§ **WORK TO COMPLETE**
According to the text on military dependents below, how much does the VA pay each month to eligible dependents enrolled in a full-time educational program?

= Military dependent =

Family members of military personnel

Military dependents are the spouse(s), children, and possibly other familial relationship categories of a sponsoring military member for purposes of pay as well as special benefits, privileges and rights. This generic category is enumerated in great detail for U.S. military members.

The term "military brat" is also commonly used in military culture to mean a military dependent who is either a child or a teenager. The term is not an insult but carries connotations of respect and affection. Currently the U.S. Department of Defense estimates that there are approximately 15 million individuals in the United States who are current or former military brats. It is also used in research studies. It also refers to the subculture of American military brats.

==Benefits in the United States==

===Service-member's death benefits===

The Department of Veterans Affairs (VA) automatically gives $100,000 to the next of kin of a service-member if he or she dies while on active duty. If a service-member died of a disease, injury, or disability that was incurred or aggravated on duty or during training, then the surviving spouse and other dependents can apply for additional monetary benefits. If the service-member died after January 1, 1993, then his or her surviving dependents can receive a monthly Dependency and Indemnity Compensation based on the deceased service-member's rank in the United States military. The base monthly rate for a surviving spouse is $1,154 per month, with an additional $286 for each dependent child and/or elderly person.

The Department of Veteran Affairs also offers a death pension for surviving spouses and other dependents of the deceased service-member. To be eligible for the death pension, the surviving spouse cannot be remarried, and the children must be under 18 years of age unless they are in college, in which case they must be under 23 years of age. The death pension provides the surviving spouse with $7,933 annually with an additional $2,452 if he or she has one child. Each additional child or dependent receives an additional $2,020 each year. Finally, the VA also provides up to $2,000 for the deceased service-member's burial if the service-member or the service-member's family does not use a national Veteran Affairs cemetery. If a service-member is buried in a national VA cemetery, all costs and materials are covered, including a headstone and United States flag

===Education===

The Department of Veteran Affairs offers educational assistance to surviving spouses or child dependents. In order to receive the educational assistance, the service-member must (1) have died due to a service-related disability, (2) be missing in action for more than 90 days, or (3) be hospitalized with debilitating injuries. Surviving spouses cannot use the educational assistance if they remarry before the age of 57, and or if they do not use the assistance within 10 years of their date of eligibility. Children must use their educational assistance between the ages of 18 and 26. The VA provides $936 per month to eligible dependents if they are enrolled in a full-time educational program. Several collegiate institutions provide benefits for military dependents such as Colorado State University. An Active-Duty servicemember can transfer their Post-9/11 GI Benefits to their spouse or dependent children, the benefits may include tuition, housing, books and supplies, fees for national standardized tests and licensing and certifications. Through the Military Tuition Adjustment Request, dependents can be granted in-state tuition status which can be financially beneficial.

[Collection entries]
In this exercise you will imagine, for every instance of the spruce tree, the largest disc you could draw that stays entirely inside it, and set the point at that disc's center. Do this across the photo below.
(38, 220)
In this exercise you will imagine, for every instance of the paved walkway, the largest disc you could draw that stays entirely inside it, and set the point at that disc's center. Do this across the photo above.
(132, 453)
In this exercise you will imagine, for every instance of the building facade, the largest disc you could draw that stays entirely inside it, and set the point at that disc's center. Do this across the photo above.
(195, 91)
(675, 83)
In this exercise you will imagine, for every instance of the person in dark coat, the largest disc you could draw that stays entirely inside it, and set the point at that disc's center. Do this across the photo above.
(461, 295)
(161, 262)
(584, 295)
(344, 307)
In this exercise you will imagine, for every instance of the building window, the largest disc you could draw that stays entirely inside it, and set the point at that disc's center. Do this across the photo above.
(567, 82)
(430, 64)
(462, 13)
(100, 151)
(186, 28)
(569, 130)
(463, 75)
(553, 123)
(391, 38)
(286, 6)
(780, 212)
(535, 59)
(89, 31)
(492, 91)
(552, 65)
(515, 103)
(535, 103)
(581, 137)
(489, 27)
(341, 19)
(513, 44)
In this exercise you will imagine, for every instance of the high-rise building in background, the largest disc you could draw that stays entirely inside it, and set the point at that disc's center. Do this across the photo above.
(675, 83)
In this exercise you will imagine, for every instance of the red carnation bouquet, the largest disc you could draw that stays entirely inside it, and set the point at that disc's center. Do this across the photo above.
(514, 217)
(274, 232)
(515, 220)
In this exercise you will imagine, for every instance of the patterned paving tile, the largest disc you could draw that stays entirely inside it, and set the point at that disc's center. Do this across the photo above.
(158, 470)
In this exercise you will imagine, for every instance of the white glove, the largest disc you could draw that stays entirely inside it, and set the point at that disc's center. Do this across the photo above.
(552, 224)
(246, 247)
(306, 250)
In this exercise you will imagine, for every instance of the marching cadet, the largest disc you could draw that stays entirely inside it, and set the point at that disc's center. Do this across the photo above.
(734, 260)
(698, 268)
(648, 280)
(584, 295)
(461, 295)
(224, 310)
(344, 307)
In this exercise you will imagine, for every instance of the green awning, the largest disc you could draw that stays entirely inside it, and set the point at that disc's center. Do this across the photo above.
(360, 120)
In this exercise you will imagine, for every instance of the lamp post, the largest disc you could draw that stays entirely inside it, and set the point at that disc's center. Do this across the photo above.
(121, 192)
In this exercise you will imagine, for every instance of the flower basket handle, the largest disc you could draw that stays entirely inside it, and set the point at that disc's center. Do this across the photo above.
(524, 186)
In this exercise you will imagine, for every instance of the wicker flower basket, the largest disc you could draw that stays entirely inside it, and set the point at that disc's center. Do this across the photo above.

...

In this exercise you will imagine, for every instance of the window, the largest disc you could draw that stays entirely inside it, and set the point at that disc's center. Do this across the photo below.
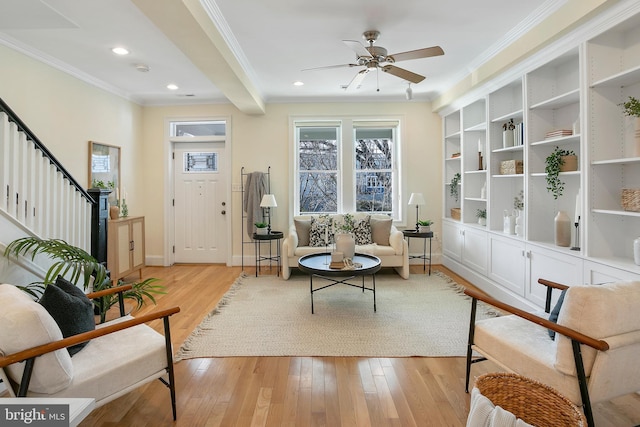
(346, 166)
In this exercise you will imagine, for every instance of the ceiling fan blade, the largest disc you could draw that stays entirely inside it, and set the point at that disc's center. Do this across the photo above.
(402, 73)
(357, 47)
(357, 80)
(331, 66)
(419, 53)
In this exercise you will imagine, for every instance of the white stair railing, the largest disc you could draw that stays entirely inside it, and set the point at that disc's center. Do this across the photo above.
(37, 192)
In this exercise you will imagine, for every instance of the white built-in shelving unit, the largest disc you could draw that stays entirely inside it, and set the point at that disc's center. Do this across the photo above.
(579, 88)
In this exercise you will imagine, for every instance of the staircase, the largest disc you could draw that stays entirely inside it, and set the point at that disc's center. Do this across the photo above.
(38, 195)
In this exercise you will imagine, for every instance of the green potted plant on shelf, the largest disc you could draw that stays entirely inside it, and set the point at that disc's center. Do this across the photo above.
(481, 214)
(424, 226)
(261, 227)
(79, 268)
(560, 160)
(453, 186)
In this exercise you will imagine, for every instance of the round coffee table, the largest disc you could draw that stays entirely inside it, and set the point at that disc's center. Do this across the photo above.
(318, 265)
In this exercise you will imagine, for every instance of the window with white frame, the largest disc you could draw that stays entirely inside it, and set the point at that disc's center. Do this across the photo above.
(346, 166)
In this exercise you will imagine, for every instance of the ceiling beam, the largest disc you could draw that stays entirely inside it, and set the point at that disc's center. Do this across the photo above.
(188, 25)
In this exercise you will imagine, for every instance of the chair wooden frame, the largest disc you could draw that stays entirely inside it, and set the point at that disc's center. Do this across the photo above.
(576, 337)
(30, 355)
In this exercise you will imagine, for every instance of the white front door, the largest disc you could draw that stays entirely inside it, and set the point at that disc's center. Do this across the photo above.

§ **PROBLEM SOLUTION**
$936 per month.